*Selected text:*
Jim Kelley, the writer and the man
There is moral relativism in the construct that causes me break out in hives because I simply don't and can't know the truth. I can judge the player because I have seen him on the ice or the field, can quantify his achievements and measure him with the mind's eye. The person? I have to take it on faith, accept the word of someone who might, but then again, might not, know a coach or teammate who may simply be vouching for a teammate or who could have pulled the curtain back on the private person only a few inches.
My point: I'm guessing that somebody once said that Tiger Woods is an even better person than he is a golfer.
The trap is set. And now I will march straight into it. Knowing the public man thoroughly and the private man better than some, I'm going to chance it:
Jim Kelley was a better person than he was a hockey writer.
He was a superb hockey writer. This, I think, is a given. The Professional Hockey Writers Association honored him with the Elmer Ferguson Award in 2004 and if you enter the Great Hall of the Hockey Hall of Fame in Toronto and look to your right, Kelley's name is there among the media honorees. He wrote eloquently and passionately, with fewer misses than the rest of us. He was principled, which is more than a polite word for stubborn in his case, although he could be stubborn, too. He held Commissioner Gary Bettman's feet to the fire more diligently than the rest of us. He never became inured to the inanities of the grand sport that he covered like the rest of us. Go ahead and Google this man, who died Tuesday of pancreatic cancer at age 61, a day after filing a web column.
Kelley grasped the inherent paradox of cyberspace -- words that are often tossed off in haste are now immortal -- better and earlier than my generation of dead-tree typists. He was the first person I know to leave newspapers -- for 32 years he wrote mostly about hockey for The Buffalo News -- to try a website, foxsports.com. At the time, I thought he was crazy. And while things didn't work out for him there, Kelley wasn't wrong, of course. Just early.
The other part ... well, I believe he was a world-class husband, father and grandfather. Unfortunately, you have to take this on faith, but that's my deal. No details. That's why the thing is called a private life. But glimpses into Kelley's life beyond the words inexorably drew me to that conclusion. Let it go at that.

*Record set:*
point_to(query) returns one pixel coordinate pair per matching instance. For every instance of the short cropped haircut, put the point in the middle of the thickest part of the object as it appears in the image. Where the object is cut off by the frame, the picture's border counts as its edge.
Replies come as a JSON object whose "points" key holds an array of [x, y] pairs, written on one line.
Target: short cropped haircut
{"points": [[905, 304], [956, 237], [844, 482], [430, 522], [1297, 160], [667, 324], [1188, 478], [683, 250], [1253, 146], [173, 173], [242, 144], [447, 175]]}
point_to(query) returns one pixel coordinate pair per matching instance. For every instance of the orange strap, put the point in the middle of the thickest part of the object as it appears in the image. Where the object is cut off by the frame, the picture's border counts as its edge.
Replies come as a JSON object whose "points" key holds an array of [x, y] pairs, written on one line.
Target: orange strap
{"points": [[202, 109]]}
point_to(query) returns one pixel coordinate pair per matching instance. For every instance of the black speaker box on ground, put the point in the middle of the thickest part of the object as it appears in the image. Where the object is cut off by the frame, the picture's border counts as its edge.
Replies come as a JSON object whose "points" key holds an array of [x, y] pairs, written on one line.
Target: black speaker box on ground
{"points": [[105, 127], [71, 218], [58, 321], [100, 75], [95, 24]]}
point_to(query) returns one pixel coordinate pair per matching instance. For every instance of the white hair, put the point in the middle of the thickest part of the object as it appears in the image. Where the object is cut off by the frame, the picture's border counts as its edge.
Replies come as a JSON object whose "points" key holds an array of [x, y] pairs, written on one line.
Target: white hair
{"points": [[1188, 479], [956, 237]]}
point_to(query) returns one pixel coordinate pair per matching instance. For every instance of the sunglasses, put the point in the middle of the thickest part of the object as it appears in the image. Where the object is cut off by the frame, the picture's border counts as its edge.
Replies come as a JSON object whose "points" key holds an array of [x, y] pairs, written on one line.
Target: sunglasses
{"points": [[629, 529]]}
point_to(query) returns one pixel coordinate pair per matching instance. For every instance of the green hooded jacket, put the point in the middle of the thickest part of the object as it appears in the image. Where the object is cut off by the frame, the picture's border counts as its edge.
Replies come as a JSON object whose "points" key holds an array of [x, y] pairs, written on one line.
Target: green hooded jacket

*Things to do:*
(1) Copy from the tribute to Jim Kelley the part that opens with the words containing "Kelley grasped the" and closes with "go at that.".
(2) List every number written in numerals in the tribute to Jim Kelley, and give what each one refers to.

*Results for the exercise:*
(1)
Kelley grasped the inherent paradox of cyberspace -- words that are often tossed off in haste are now immortal -- better and earlier than my generation of dead-tree typists. He was the first person I know to leave newspapers -- for 32 years he wrote mostly about hockey for The Buffalo News -- to try a website, foxsports.com. At the time, I thought he was crazy. And while things didn't work out for him there, Kelley wasn't wrong, of course. Just early.
The other part ... well, I believe he was a world-class husband, father and grandfather. Unfortunately, you have to take this on faith, but that's my deal. No details. That's why the thing is called a private life. But glimpses into Kelley's life beyond the words inexorably drew me to that conclusion. Let it go at that.

(2)
- 2004: the year the Professional Hockey Writers Association gave Kelley the Elmer Ferguson Award
- 61: Kelley's age when he died of pancreatic cancer
- 32: the number of years he wrote, mostly about hockey, for The Buffalo News